## Entries provided
####

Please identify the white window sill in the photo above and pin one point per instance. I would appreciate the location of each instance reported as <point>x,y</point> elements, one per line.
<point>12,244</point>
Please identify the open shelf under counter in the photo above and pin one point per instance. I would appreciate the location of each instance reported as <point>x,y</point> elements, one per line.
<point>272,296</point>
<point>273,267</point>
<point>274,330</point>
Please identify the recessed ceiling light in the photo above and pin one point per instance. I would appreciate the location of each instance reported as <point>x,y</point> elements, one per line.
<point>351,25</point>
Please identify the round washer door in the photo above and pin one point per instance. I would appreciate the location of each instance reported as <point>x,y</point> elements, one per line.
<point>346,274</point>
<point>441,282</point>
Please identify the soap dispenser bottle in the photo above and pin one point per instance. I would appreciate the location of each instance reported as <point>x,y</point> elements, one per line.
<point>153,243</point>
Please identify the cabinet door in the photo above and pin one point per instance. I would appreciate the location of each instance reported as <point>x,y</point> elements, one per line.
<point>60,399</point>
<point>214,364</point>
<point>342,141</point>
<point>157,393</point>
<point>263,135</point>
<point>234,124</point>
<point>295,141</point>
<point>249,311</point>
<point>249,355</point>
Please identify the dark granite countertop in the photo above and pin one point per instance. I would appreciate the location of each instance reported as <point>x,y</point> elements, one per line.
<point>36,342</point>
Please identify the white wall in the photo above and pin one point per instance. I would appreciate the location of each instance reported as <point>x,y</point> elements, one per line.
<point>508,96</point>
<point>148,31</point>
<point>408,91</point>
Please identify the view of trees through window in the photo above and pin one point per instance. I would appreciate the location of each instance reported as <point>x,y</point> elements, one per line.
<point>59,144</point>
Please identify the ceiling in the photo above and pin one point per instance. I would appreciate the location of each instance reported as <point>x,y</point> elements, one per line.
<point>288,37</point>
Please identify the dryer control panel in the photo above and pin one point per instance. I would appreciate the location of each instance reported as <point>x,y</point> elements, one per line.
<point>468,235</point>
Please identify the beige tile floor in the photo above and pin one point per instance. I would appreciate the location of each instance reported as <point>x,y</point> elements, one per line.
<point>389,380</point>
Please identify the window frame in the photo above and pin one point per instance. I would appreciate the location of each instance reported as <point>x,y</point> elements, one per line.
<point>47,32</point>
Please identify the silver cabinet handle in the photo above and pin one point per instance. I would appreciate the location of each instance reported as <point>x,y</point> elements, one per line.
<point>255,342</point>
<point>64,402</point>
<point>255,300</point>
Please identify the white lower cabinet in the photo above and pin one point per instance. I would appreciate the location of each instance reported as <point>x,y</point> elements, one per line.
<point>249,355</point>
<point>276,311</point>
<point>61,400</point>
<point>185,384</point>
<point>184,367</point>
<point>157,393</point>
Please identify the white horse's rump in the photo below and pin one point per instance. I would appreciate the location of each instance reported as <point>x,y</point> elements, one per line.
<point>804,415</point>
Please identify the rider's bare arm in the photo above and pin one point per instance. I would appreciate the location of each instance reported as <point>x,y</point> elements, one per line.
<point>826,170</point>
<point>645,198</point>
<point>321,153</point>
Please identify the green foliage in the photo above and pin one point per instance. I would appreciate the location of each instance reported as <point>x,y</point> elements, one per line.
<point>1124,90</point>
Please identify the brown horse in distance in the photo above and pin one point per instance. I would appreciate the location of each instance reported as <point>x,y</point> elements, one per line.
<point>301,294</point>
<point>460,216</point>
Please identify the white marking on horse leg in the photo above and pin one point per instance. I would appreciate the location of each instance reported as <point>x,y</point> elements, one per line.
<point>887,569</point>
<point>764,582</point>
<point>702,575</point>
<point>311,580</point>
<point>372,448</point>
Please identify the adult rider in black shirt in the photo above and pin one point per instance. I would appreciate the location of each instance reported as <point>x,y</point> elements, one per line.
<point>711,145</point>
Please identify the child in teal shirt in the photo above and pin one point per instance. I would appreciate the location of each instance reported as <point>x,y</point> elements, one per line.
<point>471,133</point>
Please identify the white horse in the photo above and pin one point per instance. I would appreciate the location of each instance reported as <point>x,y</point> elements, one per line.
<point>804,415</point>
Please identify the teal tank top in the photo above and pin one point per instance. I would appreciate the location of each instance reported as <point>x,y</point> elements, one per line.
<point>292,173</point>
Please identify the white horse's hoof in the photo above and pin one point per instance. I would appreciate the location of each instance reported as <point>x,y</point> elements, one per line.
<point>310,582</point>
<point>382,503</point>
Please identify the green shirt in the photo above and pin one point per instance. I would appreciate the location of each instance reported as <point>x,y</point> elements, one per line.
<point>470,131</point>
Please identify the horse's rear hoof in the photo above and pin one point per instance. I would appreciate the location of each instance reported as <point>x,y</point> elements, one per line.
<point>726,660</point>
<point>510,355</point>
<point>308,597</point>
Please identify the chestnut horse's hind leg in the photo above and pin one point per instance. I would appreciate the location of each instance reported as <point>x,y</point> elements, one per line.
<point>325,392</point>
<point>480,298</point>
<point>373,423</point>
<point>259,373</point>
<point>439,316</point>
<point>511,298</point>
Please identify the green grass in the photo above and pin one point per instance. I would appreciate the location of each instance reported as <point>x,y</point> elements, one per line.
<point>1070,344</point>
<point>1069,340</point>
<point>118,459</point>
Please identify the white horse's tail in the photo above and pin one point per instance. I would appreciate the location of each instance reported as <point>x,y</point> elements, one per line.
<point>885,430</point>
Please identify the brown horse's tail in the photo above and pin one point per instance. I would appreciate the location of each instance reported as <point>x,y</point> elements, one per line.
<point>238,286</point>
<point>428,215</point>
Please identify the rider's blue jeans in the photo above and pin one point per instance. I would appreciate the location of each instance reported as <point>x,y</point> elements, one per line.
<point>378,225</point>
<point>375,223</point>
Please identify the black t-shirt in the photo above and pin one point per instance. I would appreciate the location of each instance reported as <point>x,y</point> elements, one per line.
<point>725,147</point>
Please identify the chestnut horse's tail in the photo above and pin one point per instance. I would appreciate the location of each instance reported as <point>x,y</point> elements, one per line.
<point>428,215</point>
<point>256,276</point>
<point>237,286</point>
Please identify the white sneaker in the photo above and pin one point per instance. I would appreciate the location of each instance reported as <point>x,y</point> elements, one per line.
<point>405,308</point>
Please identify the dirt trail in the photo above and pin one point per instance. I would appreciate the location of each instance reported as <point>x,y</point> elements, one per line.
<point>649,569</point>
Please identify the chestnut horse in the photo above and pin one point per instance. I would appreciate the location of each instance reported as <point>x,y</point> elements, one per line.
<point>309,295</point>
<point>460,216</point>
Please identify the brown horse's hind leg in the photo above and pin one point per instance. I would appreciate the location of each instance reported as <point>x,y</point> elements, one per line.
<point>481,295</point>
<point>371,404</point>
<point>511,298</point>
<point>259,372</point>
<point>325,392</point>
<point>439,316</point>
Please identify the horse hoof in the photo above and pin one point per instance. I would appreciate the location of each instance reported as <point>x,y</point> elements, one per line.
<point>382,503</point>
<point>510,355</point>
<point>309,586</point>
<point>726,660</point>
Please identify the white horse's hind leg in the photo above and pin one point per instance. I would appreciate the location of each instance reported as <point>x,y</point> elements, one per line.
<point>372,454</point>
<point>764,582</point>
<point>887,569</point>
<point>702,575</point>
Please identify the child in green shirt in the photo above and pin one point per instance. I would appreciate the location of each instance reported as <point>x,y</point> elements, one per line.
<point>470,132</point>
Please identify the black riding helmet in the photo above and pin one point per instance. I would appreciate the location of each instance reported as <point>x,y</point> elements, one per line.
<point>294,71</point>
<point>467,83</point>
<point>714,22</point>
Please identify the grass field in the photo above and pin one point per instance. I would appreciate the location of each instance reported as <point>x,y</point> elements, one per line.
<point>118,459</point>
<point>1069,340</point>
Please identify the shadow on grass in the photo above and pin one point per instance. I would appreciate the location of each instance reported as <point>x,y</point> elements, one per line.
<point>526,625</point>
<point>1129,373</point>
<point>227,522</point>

####

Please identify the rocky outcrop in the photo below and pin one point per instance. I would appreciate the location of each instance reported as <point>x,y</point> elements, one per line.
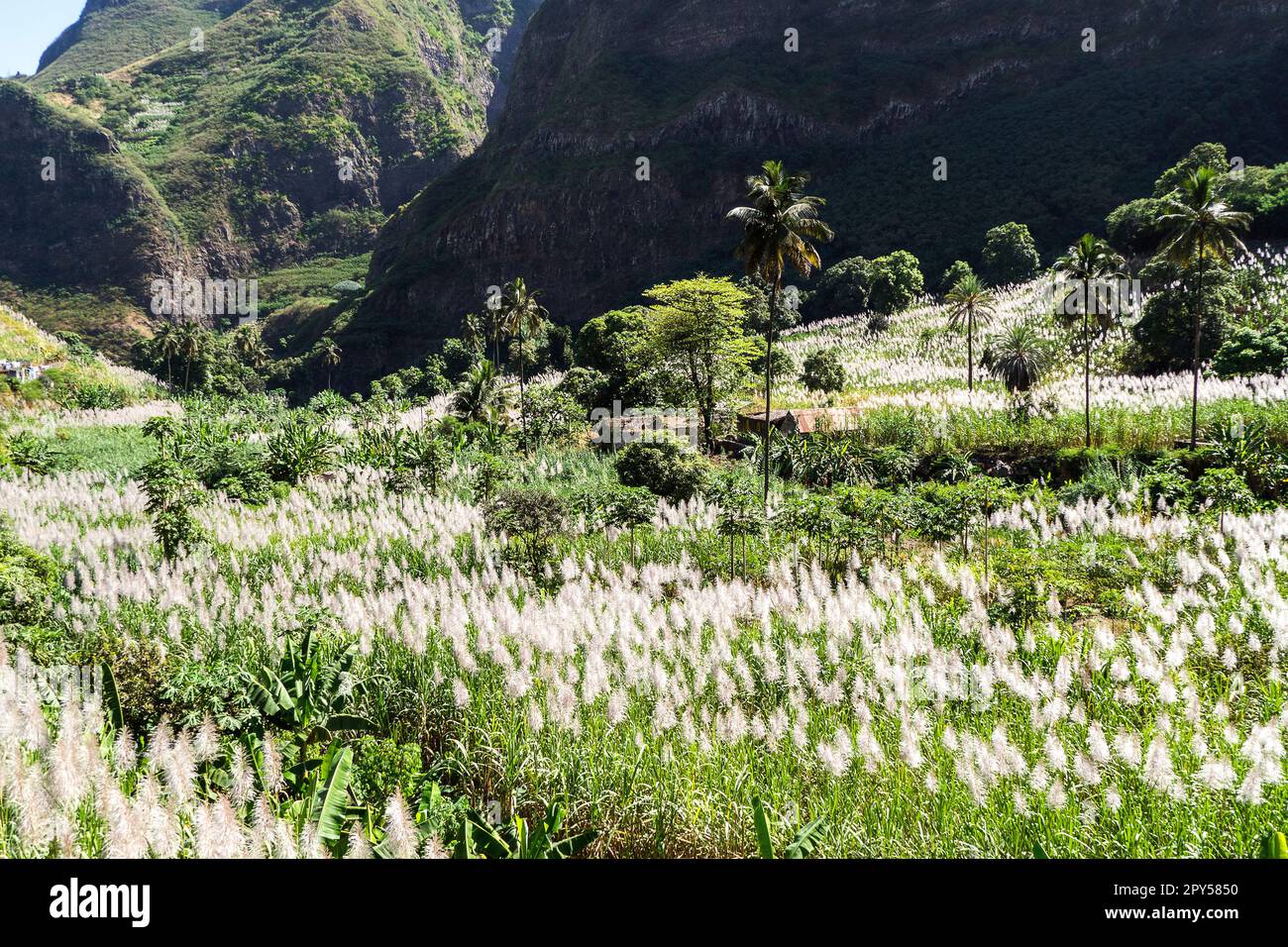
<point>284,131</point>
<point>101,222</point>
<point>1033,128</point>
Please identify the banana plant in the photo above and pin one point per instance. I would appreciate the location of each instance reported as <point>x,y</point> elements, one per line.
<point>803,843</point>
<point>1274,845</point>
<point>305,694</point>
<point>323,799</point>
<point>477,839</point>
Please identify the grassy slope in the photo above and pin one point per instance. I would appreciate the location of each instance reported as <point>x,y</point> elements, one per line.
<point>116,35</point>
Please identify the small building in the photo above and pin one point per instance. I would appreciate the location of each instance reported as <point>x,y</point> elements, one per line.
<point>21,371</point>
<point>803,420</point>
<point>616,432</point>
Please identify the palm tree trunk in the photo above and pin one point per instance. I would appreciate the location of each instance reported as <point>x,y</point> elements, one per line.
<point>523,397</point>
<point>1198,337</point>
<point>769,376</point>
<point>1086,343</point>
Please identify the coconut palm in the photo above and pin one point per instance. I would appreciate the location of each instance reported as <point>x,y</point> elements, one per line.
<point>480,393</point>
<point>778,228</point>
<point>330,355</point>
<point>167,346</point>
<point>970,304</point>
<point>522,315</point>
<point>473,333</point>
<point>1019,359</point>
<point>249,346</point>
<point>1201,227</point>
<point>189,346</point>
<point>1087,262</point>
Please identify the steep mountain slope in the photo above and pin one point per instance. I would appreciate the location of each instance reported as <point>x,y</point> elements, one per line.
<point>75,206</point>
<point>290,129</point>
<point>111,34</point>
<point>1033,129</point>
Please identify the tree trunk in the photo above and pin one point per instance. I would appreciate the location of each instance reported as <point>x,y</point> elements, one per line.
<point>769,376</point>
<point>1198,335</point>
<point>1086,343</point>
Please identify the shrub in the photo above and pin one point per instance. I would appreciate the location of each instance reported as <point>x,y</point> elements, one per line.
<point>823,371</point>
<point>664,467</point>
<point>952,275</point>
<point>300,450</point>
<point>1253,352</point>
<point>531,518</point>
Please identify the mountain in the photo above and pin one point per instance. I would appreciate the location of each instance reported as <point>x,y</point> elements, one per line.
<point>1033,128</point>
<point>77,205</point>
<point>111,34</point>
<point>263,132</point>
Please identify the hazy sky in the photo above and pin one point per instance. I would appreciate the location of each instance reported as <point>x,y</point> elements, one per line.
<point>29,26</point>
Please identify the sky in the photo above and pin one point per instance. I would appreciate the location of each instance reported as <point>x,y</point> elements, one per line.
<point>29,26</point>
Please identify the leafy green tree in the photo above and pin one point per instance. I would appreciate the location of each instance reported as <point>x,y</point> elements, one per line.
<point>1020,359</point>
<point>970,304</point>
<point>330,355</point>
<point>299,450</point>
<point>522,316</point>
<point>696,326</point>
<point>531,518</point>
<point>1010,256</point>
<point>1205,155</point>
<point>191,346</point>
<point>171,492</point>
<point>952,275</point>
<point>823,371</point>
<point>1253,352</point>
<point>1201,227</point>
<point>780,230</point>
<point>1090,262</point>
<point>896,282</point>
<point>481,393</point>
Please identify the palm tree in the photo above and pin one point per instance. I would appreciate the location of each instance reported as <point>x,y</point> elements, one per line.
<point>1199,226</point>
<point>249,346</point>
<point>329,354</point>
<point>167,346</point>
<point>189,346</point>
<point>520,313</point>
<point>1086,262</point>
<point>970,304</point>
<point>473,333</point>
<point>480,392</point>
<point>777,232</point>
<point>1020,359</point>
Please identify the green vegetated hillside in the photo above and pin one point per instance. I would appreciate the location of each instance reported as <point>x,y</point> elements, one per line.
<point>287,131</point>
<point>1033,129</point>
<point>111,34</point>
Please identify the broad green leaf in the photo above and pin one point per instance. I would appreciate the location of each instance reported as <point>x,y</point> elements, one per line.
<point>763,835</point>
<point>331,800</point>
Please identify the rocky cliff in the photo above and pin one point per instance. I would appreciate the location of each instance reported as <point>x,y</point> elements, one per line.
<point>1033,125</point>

####

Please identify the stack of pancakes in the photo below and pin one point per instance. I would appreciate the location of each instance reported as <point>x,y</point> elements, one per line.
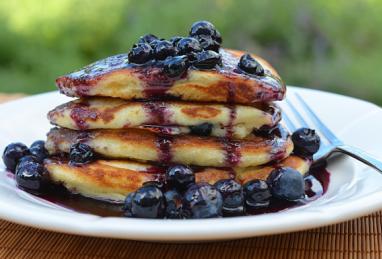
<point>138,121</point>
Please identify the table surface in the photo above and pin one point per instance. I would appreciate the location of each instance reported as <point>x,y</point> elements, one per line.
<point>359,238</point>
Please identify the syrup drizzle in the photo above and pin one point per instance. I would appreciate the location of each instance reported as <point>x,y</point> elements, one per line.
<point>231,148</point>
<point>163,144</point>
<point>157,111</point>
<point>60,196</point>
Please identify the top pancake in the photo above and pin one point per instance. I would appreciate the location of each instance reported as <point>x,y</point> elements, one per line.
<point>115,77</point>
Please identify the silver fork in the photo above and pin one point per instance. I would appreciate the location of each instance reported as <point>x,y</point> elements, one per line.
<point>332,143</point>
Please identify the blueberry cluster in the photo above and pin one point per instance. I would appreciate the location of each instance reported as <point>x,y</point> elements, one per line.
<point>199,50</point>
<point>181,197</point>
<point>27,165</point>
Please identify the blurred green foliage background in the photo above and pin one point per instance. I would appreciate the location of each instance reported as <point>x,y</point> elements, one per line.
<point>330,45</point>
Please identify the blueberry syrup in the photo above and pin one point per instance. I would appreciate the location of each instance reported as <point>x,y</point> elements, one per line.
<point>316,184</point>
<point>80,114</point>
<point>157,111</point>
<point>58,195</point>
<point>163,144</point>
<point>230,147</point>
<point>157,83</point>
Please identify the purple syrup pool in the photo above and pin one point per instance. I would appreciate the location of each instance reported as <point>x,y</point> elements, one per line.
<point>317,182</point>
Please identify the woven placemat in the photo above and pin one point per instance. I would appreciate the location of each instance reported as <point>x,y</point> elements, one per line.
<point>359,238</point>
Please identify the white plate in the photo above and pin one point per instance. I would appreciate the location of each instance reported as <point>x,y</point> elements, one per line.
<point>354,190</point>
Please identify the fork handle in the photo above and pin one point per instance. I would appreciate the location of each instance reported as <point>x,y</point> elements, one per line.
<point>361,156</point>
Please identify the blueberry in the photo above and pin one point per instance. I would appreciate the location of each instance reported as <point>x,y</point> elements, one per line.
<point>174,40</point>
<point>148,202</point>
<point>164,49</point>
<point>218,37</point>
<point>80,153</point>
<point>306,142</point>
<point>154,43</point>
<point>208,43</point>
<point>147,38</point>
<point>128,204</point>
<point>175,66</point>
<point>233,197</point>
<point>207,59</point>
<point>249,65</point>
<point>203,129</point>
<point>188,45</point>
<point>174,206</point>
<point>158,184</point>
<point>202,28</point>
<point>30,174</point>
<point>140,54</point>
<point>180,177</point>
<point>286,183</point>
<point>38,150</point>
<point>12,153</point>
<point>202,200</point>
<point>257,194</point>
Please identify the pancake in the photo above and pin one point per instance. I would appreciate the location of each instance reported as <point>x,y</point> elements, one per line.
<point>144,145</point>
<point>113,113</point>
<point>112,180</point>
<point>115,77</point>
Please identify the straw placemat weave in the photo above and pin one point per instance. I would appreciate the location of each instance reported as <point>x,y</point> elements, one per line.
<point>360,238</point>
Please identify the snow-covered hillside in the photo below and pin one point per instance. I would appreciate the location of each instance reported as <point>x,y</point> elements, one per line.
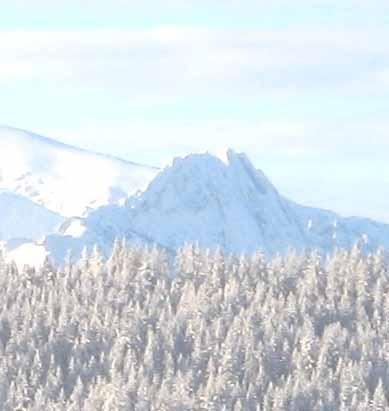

####

## The task
Begin with the line that has "Please identify the pancake" in the listing above and end after the line that has "Please identify the snow-covered"; output those lines exactly.

## Solved exercise
Please identify the pancake in the photo above and pin one point per instance. I would appreciate the location of each instance reported as <point>x,y</point> elements, one per line.
<point>144,145</point>
<point>113,113</point>
<point>112,180</point>
<point>115,77</point>
Please identify the straw placemat weave in the photo above and pin one point per instance. I would appreciate the location of each instance reported as <point>x,y</point> elements, one per line.
<point>360,238</point>
Please identify the snow-covered hillside in the photo below and pin one point per instance. I would appreciate the location of each instance reported as <point>x,y</point> elements, one per line.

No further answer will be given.